What is needed:
Return each line of the records below in which the string "handle" turns up.

(Material to process Opens)

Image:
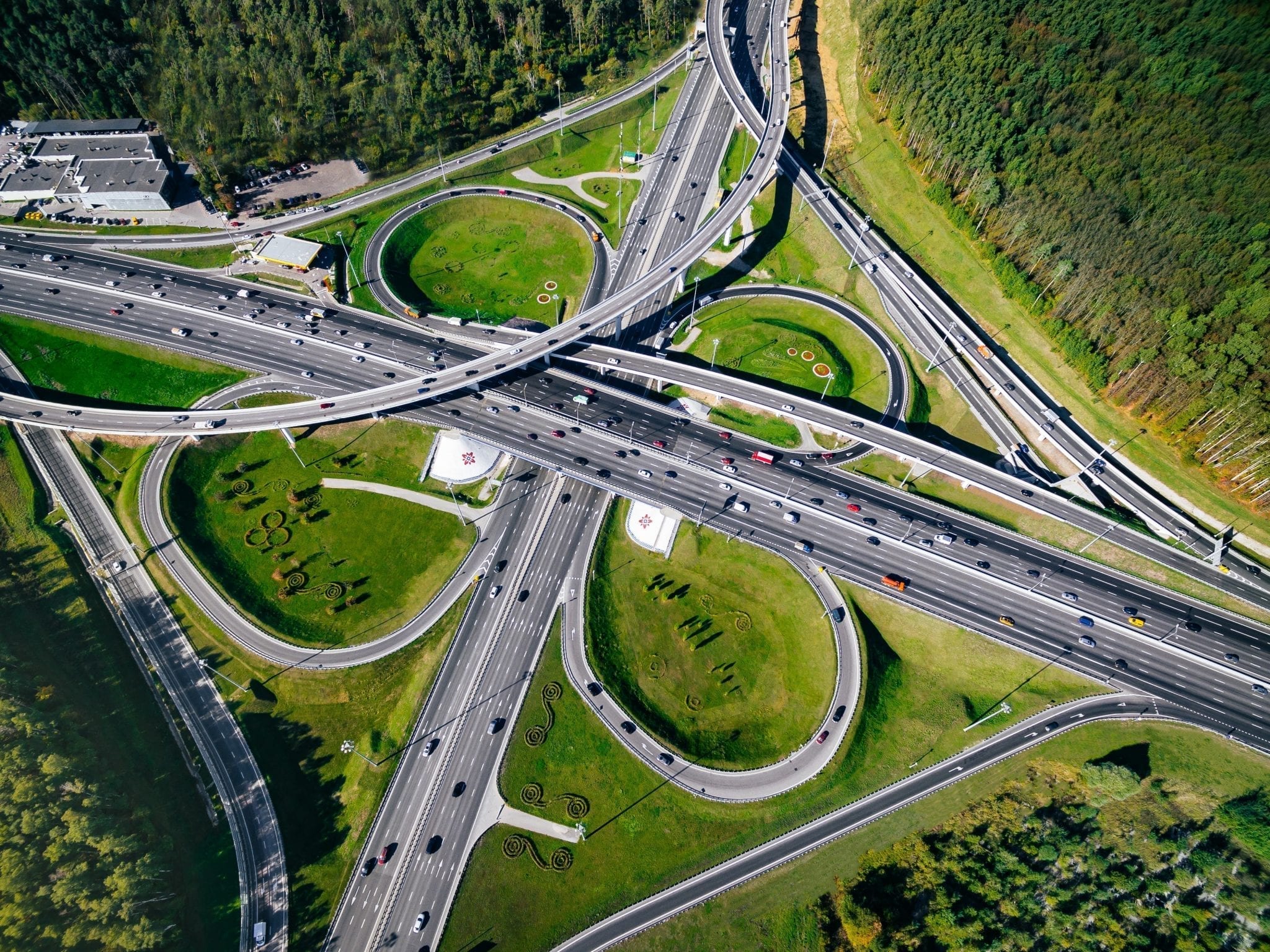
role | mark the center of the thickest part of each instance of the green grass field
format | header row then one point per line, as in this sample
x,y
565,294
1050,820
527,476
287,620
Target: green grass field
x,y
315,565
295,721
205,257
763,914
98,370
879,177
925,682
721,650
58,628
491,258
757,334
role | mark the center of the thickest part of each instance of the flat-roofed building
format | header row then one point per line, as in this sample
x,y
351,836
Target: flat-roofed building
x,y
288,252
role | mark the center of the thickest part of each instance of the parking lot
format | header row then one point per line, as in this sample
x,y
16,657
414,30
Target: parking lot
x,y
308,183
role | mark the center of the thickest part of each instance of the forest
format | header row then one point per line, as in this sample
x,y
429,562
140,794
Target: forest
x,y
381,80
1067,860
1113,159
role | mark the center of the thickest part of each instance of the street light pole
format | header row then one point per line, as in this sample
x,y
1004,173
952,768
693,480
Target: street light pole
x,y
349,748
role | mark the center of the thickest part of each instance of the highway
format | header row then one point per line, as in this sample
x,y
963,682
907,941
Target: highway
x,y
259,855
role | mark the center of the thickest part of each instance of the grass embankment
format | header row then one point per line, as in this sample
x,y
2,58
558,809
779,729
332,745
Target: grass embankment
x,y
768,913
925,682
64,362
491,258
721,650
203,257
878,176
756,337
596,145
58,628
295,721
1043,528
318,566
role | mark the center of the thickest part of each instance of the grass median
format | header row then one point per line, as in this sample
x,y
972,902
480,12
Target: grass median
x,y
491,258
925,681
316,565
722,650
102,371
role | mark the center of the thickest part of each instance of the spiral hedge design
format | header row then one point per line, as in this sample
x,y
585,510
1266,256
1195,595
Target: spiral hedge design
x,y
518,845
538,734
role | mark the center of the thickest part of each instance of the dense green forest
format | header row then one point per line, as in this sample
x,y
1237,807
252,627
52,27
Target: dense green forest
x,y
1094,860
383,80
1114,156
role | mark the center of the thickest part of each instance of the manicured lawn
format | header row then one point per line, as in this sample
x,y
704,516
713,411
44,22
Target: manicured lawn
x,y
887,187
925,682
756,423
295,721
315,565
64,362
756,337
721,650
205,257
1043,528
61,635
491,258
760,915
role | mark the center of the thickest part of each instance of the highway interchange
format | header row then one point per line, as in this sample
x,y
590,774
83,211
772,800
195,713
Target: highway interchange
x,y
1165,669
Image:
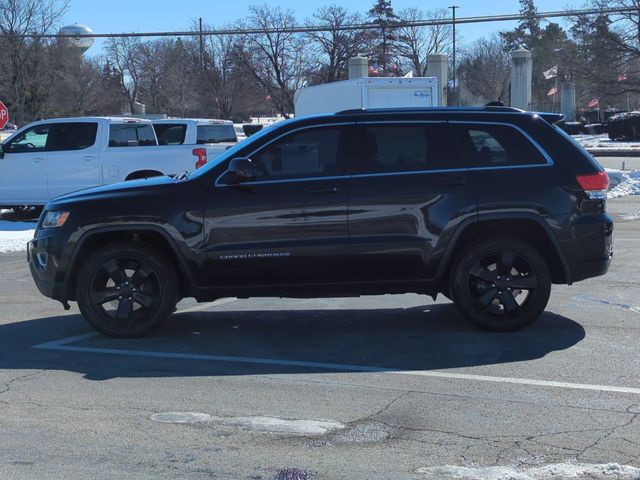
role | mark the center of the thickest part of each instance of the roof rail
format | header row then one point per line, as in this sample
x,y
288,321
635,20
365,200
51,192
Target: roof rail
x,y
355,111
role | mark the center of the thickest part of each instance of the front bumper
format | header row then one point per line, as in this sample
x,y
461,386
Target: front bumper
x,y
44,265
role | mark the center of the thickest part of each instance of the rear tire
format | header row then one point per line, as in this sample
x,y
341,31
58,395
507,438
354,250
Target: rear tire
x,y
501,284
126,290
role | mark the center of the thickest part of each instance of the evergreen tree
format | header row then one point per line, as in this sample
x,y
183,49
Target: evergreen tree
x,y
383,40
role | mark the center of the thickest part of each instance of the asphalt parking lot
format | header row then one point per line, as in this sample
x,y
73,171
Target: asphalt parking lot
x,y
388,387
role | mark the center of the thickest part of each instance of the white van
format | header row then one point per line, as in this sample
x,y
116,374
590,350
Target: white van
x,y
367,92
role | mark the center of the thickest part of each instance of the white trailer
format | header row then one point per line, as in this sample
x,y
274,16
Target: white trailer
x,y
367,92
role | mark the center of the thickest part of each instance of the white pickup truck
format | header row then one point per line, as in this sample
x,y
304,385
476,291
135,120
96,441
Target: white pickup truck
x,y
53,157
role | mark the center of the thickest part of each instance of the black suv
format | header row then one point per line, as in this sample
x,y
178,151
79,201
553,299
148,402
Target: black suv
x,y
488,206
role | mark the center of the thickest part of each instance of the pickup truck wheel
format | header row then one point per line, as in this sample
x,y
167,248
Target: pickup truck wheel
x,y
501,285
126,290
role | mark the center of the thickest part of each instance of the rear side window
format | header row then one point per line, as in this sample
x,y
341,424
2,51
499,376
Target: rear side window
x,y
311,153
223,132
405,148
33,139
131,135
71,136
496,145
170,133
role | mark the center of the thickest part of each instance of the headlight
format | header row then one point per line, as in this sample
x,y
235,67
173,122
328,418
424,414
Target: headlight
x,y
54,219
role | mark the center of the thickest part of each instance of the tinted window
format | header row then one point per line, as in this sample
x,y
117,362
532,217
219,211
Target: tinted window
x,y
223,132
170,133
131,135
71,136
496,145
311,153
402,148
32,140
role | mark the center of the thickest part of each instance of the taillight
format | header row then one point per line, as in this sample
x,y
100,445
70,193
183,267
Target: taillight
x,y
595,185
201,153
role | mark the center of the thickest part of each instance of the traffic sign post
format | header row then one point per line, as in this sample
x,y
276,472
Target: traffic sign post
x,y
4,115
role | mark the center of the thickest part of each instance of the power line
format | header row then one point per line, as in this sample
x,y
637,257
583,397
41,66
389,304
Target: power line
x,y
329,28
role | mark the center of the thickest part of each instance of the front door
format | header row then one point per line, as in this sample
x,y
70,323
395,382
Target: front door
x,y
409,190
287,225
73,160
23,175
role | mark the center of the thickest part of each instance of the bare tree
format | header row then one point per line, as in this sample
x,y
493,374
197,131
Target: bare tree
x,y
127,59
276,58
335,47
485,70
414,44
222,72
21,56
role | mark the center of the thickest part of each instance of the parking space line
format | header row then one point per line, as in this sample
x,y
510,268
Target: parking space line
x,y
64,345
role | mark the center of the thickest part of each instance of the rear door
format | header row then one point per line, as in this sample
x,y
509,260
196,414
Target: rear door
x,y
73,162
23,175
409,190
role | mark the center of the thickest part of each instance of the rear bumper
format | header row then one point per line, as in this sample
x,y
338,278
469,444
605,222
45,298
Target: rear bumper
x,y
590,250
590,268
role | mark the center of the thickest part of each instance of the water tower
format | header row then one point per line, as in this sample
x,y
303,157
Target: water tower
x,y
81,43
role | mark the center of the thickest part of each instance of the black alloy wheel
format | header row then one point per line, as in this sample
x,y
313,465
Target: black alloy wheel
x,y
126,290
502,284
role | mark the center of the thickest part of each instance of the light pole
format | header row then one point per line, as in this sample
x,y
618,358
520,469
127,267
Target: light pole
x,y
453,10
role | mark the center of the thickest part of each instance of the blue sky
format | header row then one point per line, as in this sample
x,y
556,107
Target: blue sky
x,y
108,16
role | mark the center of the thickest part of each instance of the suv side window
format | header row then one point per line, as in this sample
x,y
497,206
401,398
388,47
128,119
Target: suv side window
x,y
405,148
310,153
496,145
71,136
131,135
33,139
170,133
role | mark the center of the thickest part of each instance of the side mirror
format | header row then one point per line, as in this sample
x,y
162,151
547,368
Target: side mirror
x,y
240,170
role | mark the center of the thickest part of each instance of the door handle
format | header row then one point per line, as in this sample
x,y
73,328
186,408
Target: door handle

(Material to process Closes)

Response to this exercise:
role | mark the center of the thickest part of each instance of the door handle
Target: door handle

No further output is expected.